> DIRECTION:
Extract each line of the material that follows exactly and omit its pictures.
— START INPUT FOR THIS TASK —
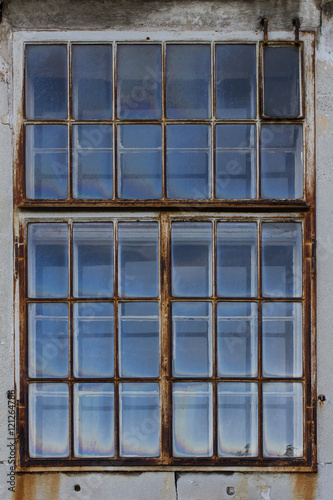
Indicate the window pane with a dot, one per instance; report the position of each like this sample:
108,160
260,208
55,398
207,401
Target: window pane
139,91
188,161
46,162
48,420
236,81
191,253
192,419
93,260
48,260
188,81
46,82
237,419
237,339
93,339
236,163
48,340
92,82
140,161
236,259
139,339
281,81
192,339
282,161
138,259
139,420
93,420
282,259
283,419
92,161
282,339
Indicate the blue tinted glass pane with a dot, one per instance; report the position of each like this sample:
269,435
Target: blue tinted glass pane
236,81
92,82
139,73
236,161
188,81
92,161
188,161
46,82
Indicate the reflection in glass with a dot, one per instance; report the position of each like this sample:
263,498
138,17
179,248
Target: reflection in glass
192,339
93,260
48,340
281,81
138,259
48,420
140,161
236,164
139,339
139,420
188,81
282,339
139,90
237,419
236,259
93,334
192,419
282,161
282,259
48,260
188,161
235,81
283,419
92,82
93,420
46,82
191,253
92,161
237,339
46,162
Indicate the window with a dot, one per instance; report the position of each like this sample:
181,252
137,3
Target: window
165,218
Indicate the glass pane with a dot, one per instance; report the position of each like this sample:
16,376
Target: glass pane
192,339
92,161
139,90
236,81
48,260
48,340
282,259
192,419
282,339
46,162
93,260
188,161
188,72
46,82
282,161
138,259
191,252
237,419
92,82
139,339
237,339
93,420
283,419
139,434
281,81
236,162
48,420
236,259
93,339
140,161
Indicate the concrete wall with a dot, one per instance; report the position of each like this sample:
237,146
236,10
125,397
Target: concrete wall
222,16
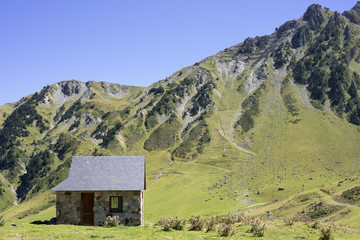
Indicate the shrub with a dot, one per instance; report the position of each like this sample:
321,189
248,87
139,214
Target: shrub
165,223
112,221
316,225
172,223
226,230
178,223
211,224
289,221
196,223
326,234
2,221
258,228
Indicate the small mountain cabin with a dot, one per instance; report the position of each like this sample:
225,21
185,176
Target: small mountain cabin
98,187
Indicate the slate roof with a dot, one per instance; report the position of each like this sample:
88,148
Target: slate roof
100,173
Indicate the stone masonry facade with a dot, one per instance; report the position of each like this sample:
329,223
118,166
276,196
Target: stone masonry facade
68,207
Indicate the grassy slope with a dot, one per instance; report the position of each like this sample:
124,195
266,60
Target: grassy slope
275,229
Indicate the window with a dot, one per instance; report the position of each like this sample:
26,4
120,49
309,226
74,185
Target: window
115,204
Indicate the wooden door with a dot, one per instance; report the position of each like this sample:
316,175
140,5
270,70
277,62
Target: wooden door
87,209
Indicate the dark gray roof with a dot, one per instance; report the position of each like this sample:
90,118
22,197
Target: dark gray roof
120,173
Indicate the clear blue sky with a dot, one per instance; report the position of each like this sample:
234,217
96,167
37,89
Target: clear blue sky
128,42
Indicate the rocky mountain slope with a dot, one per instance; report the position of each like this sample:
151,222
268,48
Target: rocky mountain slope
258,121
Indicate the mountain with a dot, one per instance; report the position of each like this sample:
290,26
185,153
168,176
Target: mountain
259,121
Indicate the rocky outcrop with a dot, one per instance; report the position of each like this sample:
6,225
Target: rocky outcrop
314,16
354,14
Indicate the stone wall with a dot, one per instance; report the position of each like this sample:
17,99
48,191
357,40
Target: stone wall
132,207
68,207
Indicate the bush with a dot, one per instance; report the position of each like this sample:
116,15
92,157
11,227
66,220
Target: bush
316,225
2,221
226,230
289,221
211,224
258,228
112,221
326,234
172,223
196,223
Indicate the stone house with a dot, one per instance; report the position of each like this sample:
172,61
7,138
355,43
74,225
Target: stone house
101,186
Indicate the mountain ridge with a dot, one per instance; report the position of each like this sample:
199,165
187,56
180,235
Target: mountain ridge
274,111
— END INPUT FOR THIS TASK —
> WRITTEN ANSWER:
Indicate the window pane with a dot, one per instance; report the position of each like this sample:
108,160
260,208
55,398
207,401
Target: window pane
139,91
188,161
46,162
48,420
236,81
191,253
192,419
93,260
48,260
188,81
46,82
237,419
237,339
93,339
236,163
48,340
92,82
140,161
236,259
139,339
281,81
192,339
282,161
138,259
139,420
93,420
282,259
283,419
92,161
282,339
Indicate the blue tinted glass pane with a dot, one per instance; report the position of each like this sample:
269,435
Target: blue tinted glass pane
236,81
92,82
139,73
236,161
188,81
92,161
188,161
46,82
Indicate the reflection in glass with a dot, one per instance; report the position of each like this sample:
263,498
138,17
179,248
Target: reflection in glass
192,339
93,260
48,340
281,81
138,259
48,420
140,161
236,164
139,339
139,420
188,81
282,339
139,90
237,419
236,259
93,334
192,419
282,161
282,259
48,260
188,161
235,81
283,419
92,82
93,420
46,82
191,253
92,161
237,339
46,162
Indicate the window with a dot, one per instance; report the position of each like this sample:
181,252
137,3
Target: window
165,218
Indicate the glass pane with a dot, one per instance; report the position of each like this sample:
16,376
Target: glass pane
192,339
92,161
139,90
236,81
48,260
48,340
282,259
192,419
282,339
46,162
93,260
188,161
188,72
46,82
282,161
138,259
191,252
237,419
92,82
139,339
237,339
93,420
283,419
139,434
281,81
236,162
48,420
236,259
93,339
140,161
Indicate the concrete wall with a dot, one per instance; report the position of each like this sample:
237,146
236,10
125,397
Target: concrete wall
222,16
Indicate the shrub with a dot, one per instance; report the position of each like this sample:
321,189
248,87
139,214
Target: shrub
165,223
112,221
316,225
172,223
226,230
178,223
211,224
289,221
196,223
326,234
2,221
258,228
Indicate the small mountain cabin with a dot, one per instance; report the position of each like this sample:
225,21
185,176
Target: small mountain cabin
98,187
Indicate the slate roof with a dot, one per instance; report the position of each like this sample:
88,148
Target: slate roof
100,173
Indicate the stone masonry facade with a dot, one per instance; report the position of each like this sample:
329,223
118,166
276,196
Target: stone masonry facade
68,207
Indicate the grassy slope with a dot, one per instance; report the position of each like this sample:
124,195
266,60
Target: grassy slope
275,229
Indicate the window with a dot, one per instance; report the position of each like this sample:
26,4
120,49
309,226
74,185
Target: window
115,204
Indicate the wooden door with a dot, one per instance; report the position of each like this sample:
316,175
140,5
270,70
277,62
Target: wooden door
87,209
Indicate the dark gray roof with a dot, one per instance; report the position of each like this sample:
90,118
22,197
Target: dark gray roof
120,173
Indicate the clear blue sky with a dot, one per instance; report the position of each like this sample:
234,217
96,167
37,89
Target: clear blue sky
128,42
Indicate the rocky mountain slope with a dot, one per instance; report the position of each like this sample:
151,222
268,48
Target: rocky mountain slope
258,121
Indicate the mountain with a dot, one per instance; report the position of each like this sample:
290,26
185,153
168,176
Target: mountain
259,121
Indicate the rocky outcrop with a dot, one per instance; report the position of each like this sample:
6,225
Target: rocky outcrop
314,16
354,14
Indicate the stone wall with a dot, one per instance; report the position of each like this sample:
17,99
48,191
357,40
Target: stone wall
132,207
68,207
Indicate the bush with a dot, one per instance; report the position of each like this sample:
116,15
92,157
11,227
66,220
Target: bush
316,225
2,221
226,230
289,221
211,224
258,228
112,221
326,234
172,223
196,223
Indicate the stone house with a dot, one per instance; report the position of each like this sample:
172,61
7,138
355,43
74,225
Target: stone house
101,186
Indicate the mountain ridge with a dot, one per instance; report the position of each like this sample:
199,165
187,56
180,235
Target: mountain ridge
274,111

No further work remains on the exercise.